**GOAL OF THE EXERCISE**
Please identify each line in the records below that contains the string "weathered" and copy it out. Matching is case-sensitive.

[Pointing records]
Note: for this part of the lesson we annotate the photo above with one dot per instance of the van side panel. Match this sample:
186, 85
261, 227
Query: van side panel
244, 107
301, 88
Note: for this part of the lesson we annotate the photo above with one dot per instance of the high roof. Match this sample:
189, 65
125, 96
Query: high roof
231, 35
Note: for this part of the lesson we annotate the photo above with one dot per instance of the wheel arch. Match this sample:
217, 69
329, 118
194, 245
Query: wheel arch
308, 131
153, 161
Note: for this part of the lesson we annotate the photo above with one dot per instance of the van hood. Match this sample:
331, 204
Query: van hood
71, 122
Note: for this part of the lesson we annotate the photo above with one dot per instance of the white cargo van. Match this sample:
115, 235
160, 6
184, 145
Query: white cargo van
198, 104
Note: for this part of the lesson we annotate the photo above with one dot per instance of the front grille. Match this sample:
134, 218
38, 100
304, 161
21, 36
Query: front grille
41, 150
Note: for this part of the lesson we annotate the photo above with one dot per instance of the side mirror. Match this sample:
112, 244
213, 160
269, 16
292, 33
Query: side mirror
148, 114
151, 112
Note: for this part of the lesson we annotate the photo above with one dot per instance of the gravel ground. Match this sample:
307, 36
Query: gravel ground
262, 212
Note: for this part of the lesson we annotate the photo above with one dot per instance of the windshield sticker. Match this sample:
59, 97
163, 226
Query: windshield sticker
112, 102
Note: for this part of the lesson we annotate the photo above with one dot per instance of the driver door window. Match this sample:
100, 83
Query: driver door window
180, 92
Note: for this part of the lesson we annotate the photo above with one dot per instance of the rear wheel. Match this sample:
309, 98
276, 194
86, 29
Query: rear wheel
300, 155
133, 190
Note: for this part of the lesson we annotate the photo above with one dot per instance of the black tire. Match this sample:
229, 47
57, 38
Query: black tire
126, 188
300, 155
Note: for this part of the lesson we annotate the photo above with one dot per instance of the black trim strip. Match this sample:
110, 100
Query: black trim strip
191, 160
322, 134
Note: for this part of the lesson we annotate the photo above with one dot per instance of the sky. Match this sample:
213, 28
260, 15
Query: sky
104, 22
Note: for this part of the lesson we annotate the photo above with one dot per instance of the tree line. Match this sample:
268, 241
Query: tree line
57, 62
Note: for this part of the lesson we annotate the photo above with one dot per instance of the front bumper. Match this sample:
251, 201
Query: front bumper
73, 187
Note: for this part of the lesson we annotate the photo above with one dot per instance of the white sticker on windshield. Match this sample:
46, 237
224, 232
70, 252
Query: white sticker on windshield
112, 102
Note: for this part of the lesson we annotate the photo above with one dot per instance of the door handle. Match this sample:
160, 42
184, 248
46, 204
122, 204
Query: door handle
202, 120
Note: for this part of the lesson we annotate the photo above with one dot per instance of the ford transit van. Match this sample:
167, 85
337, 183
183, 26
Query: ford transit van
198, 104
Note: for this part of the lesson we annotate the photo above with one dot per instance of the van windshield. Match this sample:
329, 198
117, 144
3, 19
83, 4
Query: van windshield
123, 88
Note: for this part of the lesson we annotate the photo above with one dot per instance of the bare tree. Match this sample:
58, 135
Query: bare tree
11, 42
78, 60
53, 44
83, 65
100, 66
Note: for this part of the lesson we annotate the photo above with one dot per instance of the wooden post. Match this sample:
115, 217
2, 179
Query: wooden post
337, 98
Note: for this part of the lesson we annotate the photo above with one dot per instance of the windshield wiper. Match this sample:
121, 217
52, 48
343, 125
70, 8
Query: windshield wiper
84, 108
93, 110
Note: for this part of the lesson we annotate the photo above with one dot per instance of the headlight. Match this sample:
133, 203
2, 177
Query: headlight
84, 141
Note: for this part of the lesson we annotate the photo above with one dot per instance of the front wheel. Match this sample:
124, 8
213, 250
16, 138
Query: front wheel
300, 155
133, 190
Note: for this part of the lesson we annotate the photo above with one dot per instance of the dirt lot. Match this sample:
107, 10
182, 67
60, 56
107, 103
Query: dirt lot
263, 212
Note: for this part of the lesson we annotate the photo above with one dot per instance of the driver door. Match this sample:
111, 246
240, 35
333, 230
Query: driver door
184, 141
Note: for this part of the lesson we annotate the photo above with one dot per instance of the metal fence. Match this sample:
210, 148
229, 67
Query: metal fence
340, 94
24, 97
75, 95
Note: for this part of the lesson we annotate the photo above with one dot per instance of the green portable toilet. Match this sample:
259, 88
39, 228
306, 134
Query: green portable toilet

---

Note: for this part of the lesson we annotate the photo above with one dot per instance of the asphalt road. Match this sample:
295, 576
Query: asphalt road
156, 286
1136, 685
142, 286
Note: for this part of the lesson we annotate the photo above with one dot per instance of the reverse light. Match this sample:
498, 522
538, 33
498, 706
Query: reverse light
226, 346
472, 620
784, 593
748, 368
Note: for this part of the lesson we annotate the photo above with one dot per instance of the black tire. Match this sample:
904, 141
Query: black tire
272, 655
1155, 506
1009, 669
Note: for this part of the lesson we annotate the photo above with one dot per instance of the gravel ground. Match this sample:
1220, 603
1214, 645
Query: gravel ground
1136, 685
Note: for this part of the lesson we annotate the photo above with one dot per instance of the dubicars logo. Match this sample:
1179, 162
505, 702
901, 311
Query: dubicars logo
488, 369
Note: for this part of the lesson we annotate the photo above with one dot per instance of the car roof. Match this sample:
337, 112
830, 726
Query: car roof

...

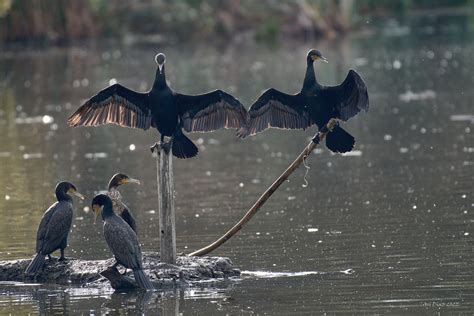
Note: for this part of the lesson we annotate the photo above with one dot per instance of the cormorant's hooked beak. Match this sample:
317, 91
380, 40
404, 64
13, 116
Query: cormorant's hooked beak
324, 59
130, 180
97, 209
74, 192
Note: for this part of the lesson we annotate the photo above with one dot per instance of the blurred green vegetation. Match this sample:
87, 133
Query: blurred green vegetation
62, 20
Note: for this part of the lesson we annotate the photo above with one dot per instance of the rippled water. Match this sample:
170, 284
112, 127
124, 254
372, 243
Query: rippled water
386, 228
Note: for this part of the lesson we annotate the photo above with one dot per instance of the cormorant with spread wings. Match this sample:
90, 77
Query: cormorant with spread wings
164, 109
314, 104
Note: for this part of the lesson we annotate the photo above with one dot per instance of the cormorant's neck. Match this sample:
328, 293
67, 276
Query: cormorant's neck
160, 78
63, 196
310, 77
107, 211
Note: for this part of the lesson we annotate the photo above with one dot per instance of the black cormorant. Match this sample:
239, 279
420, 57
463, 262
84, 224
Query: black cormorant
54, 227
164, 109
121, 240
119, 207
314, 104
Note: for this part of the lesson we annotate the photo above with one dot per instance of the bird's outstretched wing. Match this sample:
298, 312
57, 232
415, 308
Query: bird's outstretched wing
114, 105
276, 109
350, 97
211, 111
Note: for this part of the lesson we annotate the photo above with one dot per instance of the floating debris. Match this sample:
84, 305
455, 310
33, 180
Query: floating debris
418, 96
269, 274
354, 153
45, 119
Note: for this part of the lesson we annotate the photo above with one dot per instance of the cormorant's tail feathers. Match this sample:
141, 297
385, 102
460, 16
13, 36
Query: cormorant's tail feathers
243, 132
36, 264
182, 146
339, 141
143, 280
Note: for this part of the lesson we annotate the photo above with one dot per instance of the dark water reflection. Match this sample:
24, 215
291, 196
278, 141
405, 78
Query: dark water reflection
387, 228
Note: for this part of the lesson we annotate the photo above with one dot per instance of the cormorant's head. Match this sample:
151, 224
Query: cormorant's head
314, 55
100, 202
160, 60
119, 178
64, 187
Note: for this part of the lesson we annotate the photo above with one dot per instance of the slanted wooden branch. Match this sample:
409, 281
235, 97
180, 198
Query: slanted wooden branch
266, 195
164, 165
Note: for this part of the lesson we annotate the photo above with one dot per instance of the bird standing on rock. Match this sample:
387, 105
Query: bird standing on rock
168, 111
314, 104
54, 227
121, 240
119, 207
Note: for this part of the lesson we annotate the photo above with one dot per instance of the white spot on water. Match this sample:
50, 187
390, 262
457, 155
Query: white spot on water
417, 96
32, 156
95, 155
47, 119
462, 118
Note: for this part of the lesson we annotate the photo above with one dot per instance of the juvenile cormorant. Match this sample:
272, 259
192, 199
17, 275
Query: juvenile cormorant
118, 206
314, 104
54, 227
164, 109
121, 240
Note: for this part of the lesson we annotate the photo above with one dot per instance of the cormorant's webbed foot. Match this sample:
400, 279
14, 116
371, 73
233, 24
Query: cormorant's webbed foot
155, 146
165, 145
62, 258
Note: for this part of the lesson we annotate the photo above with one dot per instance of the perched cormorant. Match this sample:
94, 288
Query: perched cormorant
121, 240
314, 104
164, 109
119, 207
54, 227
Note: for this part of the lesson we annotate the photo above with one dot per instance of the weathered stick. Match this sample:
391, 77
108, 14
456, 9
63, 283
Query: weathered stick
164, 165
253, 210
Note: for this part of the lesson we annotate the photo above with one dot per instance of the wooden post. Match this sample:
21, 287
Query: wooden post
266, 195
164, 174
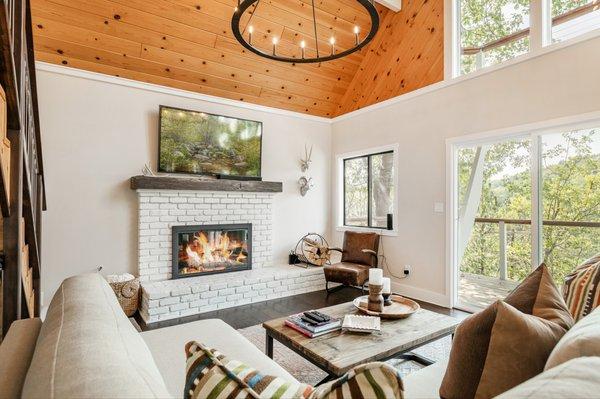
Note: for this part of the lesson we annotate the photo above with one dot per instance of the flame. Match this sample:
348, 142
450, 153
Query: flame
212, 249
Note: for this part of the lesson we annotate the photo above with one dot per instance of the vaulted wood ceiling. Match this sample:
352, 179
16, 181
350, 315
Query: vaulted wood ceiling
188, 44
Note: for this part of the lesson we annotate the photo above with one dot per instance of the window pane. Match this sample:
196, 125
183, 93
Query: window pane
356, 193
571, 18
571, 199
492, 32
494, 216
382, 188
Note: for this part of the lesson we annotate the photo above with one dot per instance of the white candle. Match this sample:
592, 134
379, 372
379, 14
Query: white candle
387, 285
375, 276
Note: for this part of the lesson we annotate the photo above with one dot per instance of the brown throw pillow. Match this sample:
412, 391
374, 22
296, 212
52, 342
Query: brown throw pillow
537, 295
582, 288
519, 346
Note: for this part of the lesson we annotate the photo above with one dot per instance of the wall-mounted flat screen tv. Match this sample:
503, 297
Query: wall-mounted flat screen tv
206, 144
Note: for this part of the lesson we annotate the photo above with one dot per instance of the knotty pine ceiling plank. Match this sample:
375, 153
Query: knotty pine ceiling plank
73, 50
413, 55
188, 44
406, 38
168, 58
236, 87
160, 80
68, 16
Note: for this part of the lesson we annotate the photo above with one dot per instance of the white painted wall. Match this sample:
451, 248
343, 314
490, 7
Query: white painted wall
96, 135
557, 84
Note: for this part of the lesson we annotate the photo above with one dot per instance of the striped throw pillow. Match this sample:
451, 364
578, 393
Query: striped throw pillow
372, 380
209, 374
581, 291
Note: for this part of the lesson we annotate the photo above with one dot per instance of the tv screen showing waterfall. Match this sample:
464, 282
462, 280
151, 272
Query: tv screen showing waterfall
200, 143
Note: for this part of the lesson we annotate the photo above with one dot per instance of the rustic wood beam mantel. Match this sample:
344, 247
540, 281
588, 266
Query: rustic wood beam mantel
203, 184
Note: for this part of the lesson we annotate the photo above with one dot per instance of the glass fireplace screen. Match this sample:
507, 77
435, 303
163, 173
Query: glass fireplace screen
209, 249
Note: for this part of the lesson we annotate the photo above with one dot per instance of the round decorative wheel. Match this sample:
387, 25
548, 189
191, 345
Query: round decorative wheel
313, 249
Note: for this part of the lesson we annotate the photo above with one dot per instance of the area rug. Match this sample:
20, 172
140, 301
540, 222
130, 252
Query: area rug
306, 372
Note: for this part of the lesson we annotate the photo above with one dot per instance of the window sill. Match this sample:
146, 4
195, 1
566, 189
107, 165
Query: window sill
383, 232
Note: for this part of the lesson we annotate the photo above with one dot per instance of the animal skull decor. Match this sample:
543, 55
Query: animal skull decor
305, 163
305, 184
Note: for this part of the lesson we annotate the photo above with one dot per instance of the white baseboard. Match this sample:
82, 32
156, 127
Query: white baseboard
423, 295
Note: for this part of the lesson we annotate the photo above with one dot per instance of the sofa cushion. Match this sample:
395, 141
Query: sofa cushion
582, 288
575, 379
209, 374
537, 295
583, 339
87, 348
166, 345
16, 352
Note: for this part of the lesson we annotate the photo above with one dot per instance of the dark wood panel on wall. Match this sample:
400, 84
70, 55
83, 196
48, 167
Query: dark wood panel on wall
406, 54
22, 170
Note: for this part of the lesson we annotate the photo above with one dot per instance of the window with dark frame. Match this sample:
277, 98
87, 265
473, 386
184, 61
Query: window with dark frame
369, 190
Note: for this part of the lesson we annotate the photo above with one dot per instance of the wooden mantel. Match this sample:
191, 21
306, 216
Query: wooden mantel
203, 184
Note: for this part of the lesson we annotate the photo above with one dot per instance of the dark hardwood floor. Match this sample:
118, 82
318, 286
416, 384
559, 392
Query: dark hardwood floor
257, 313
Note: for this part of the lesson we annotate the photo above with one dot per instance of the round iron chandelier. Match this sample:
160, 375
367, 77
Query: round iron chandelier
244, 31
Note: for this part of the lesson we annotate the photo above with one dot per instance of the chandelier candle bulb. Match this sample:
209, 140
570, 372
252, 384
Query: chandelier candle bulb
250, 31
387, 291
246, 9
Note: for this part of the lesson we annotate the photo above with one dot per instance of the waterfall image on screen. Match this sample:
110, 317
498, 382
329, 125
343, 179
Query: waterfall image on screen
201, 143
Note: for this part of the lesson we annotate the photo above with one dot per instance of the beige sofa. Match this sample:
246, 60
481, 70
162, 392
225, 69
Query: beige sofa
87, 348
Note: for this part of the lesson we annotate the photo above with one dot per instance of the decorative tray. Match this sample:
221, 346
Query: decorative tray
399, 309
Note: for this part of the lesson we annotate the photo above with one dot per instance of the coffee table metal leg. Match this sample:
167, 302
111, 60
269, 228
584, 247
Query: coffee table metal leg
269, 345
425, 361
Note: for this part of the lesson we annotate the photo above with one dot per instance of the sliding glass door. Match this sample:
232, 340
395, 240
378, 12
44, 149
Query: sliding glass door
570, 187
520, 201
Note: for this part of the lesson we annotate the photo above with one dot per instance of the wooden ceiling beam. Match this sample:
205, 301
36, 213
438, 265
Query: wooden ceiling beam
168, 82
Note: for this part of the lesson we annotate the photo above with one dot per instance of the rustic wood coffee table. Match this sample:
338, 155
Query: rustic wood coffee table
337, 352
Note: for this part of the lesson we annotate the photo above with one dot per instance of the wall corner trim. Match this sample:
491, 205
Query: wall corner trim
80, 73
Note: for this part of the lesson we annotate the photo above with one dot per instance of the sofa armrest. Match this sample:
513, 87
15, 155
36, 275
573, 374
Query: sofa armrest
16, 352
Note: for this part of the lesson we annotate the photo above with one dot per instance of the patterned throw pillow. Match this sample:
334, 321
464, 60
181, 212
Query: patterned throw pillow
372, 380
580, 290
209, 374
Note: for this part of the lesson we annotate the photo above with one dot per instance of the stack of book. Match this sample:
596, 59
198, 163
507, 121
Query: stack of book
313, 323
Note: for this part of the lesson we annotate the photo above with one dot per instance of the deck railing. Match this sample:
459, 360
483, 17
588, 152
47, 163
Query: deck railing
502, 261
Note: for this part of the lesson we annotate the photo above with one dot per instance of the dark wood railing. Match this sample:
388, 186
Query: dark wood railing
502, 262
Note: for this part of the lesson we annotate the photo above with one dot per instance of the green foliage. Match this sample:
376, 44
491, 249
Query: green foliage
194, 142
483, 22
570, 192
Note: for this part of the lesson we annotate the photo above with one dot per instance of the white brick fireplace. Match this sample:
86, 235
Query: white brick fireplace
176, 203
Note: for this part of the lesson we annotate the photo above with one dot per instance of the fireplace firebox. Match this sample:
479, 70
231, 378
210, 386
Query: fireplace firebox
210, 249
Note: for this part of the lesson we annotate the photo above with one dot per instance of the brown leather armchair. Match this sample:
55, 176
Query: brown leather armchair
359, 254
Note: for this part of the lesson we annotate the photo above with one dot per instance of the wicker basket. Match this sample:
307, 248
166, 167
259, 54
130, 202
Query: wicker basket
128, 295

**SOLVED EXERCISE**
Note: for this part of the lesson we annotate the photo above with one dot per instance of the weathered stick. Match this sample:
Query: weathered stick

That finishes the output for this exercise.